------ RECORDS SHOWN

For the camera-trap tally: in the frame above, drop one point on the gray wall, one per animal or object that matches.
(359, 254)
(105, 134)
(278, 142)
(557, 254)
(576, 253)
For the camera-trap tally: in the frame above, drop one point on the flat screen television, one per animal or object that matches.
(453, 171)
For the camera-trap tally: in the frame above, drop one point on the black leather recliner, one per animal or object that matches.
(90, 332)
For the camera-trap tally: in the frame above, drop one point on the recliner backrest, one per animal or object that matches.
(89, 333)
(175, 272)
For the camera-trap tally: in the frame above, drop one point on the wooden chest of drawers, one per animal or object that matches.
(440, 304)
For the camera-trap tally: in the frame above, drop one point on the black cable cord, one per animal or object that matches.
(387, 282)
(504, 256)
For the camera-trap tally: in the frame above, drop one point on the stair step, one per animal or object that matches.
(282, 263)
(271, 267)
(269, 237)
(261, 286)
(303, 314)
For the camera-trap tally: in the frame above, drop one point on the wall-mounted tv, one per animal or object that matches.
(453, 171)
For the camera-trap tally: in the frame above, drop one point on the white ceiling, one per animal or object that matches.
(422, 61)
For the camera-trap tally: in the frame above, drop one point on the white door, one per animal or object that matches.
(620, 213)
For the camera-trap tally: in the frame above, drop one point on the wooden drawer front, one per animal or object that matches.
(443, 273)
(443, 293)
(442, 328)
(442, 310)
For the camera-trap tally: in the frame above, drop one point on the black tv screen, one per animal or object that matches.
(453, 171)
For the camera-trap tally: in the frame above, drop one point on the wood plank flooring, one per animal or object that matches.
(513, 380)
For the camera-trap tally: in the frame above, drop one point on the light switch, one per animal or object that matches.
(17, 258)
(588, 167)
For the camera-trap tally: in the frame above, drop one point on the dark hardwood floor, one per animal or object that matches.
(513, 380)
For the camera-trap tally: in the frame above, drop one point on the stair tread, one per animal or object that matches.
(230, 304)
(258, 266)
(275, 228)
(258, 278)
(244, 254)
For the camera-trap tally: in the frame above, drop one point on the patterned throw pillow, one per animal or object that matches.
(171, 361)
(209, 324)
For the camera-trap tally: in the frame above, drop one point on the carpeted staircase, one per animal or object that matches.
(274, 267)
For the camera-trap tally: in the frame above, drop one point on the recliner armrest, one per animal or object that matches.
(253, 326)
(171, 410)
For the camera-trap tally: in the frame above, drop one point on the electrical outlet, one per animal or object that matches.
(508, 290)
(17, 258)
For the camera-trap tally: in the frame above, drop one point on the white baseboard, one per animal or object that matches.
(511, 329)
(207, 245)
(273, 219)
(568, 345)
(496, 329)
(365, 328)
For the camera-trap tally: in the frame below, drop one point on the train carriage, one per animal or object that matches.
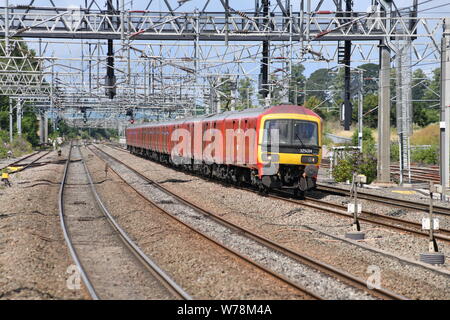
(273, 147)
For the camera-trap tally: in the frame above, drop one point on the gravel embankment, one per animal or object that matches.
(34, 259)
(203, 269)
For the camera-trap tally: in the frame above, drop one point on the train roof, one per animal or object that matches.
(251, 112)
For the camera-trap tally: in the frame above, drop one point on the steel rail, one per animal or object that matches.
(325, 206)
(393, 219)
(299, 257)
(388, 200)
(149, 264)
(216, 242)
(15, 163)
(67, 237)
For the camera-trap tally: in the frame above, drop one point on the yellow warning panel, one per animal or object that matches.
(404, 191)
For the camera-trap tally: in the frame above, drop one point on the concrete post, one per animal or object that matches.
(11, 129)
(445, 107)
(45, 127)
(19, 117)
(360, 109)
(41, 127)
(384, 109)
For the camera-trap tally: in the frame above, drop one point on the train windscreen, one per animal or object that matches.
(292, 132)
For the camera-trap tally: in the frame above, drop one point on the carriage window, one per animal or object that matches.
(305, 132)
(292, 132)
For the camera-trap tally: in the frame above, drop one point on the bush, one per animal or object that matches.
(395, 152)
(358, 163)
(20, 146)
(368, 141)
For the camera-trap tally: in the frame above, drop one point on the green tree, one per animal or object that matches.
(297, 83)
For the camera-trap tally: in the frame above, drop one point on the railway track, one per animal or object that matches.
(81, 245)
(374, 218)
(400, 203)
(370, 217)
(296, 256)
(18, 163)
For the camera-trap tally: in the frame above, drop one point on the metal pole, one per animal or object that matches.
(445, 109)
(7, 27)
(41, 127)
(360, 111)
(384, 110)
(19, 117)
(10, 121)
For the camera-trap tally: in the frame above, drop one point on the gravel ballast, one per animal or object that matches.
(34, 259)
(287, 224)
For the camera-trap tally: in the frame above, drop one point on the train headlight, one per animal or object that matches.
(270, 157)
(310, 159)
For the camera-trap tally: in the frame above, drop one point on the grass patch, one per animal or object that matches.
(426, 136)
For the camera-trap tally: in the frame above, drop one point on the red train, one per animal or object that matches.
(273, 147)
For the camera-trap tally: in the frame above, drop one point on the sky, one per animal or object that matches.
(215, 5)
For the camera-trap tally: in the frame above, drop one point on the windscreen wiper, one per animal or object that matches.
(303, 145)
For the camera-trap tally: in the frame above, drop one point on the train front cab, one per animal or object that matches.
(293, 162)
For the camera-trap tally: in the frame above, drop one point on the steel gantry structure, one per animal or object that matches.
(173, 57)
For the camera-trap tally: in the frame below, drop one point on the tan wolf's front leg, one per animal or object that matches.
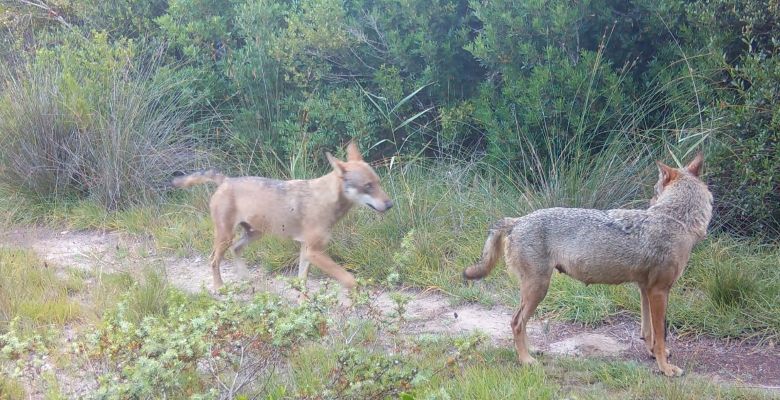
(658, 299)
(330, 267)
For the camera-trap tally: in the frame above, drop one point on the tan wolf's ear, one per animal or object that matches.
(695, 166)
(666, 173)
(353, 153)
(337, 164)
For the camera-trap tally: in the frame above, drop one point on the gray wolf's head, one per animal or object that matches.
(668, 176)
(360, 182)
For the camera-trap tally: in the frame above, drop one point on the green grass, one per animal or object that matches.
(730, 288)
(493, 373)
(31, 292)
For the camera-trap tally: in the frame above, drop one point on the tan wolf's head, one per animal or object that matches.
(667, 175)
(360, 182)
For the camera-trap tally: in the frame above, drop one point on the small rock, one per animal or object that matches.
(587, 344)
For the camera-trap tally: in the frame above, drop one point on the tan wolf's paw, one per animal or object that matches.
(528, 361)
(672, 370)
(651, 354)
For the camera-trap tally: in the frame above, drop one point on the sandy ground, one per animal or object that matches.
(427, 311)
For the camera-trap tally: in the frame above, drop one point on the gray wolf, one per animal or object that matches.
(303, 210)
(648, 247)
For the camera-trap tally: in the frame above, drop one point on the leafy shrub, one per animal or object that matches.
(205, 349)
(744, 169)
(361, 375)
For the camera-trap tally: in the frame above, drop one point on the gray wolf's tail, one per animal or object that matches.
(494, 246)
(198, 178)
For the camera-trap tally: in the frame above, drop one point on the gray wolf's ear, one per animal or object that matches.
(666, 173)
(353, 153)
(337, 164)
(695, 166)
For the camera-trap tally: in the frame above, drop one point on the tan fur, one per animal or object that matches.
(649, 247)
(303, 210)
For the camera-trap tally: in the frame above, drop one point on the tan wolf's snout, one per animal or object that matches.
(303, 210)
(648, 247)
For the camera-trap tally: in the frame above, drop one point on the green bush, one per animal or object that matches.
(106, 131)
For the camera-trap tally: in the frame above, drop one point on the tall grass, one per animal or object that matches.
(122, 154)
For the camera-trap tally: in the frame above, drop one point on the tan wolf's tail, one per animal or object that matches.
(198, 178)
(494, 246)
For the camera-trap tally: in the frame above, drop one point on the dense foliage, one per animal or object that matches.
(531, 85)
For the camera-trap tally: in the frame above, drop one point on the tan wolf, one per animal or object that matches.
(303, 210)
(649, 247)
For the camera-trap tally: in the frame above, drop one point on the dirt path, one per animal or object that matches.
(427, 311)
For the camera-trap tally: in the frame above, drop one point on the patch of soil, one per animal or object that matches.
(426, 312)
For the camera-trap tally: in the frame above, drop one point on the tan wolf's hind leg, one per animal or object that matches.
(222, 241)
(249, 236)
(532, 289)
(658, 298)
(303, 271)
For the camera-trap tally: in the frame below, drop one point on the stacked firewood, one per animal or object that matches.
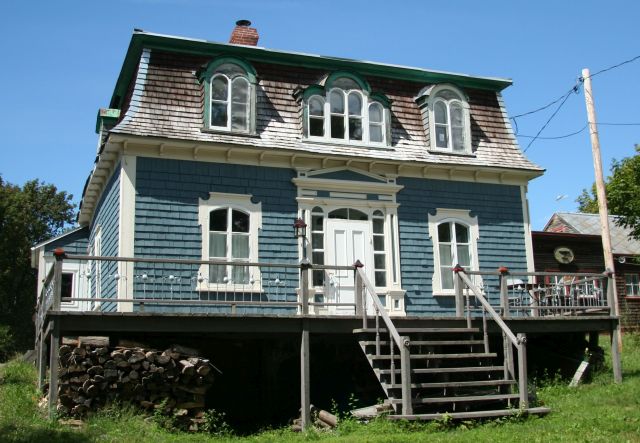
(174, 381)
(321, 419)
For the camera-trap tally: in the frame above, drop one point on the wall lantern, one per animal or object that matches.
(299, 228)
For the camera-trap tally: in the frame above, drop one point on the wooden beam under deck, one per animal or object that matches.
(86, 323)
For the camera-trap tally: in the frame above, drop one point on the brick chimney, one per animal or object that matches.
(244, 35)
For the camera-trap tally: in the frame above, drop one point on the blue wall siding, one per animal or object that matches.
(107, 216)
(167, 222)
(74, 243)
(501, 228)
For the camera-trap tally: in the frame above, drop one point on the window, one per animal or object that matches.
(454, 234)
(632, 284)
(230, 224)
(447, 112)
(345, 109)
(229, 86)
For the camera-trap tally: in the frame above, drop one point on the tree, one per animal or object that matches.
(622, 188)
(28, 215)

------------

INSTRUCTIONS FOR THE TASK :: Leaving out the pictures, print exactly and only the lines from the one containing "foliage, one per animal or object that matches." through the last line of the records.

WRITTEN ANSWER ::
For the camera-trap tally: in the frame above, drop one point on the dense foliage, one per animal or object that matches.
(531, 85)
For the camera-trap tally: in the frame above, drop one point on the tan wolf, one per animal or object that matches.
(303, 210)
(649, 247)
For the camera-trap tally: in the frame above, drop one point on the dirt path, one per animal or object that matches.
(427, 311)
For the camera-trap tally: in the frame above, drop one point on the patch of soil, one per animal or object that matches.
(426, 312)
For the camera-trap tally: in the frame above, drop one point on the tan wolf's hind leg, one per animal or object that matches.
(222, 241)
(249, 236)
(532, 289)
(658, 298)
(303, 271)
For the camera-trap tally: in the frame below, drop one point on the stacked firewood, one per animal or object that matches.
(174, 381)
(321, 419)
For the camera-trap tally: in the frame above, drop one point on the wall lantern, one per animal or object that matches.
(299, 228)
For the camera-trap tally: in the frame above, drop one point on the wooden beam under deck, one per animal or object that matches.
(86, 323)
For the camera-trap tally: in the frame above, drop one point on the brick chimney, one per animal or object that matches.
(244, 35)
For the camera-trap tally: in the frame above, drop one point on the blue wall siding, one per animal or object that matches.
(107, 216)
(167, 222)
(74, 243)
(501, 228)
For the camera-trap tally: in the frame above, drop one point on the window, one per animal or object that matches.
(454, 234)
(632, 284)
(230, 224)
(447, 112)
(345, 109)
(229, 86)
For the camera-trap tally: in the frame above, drop one point on the tree, one per animal or object that matches.
(622, 188)
(28, 215)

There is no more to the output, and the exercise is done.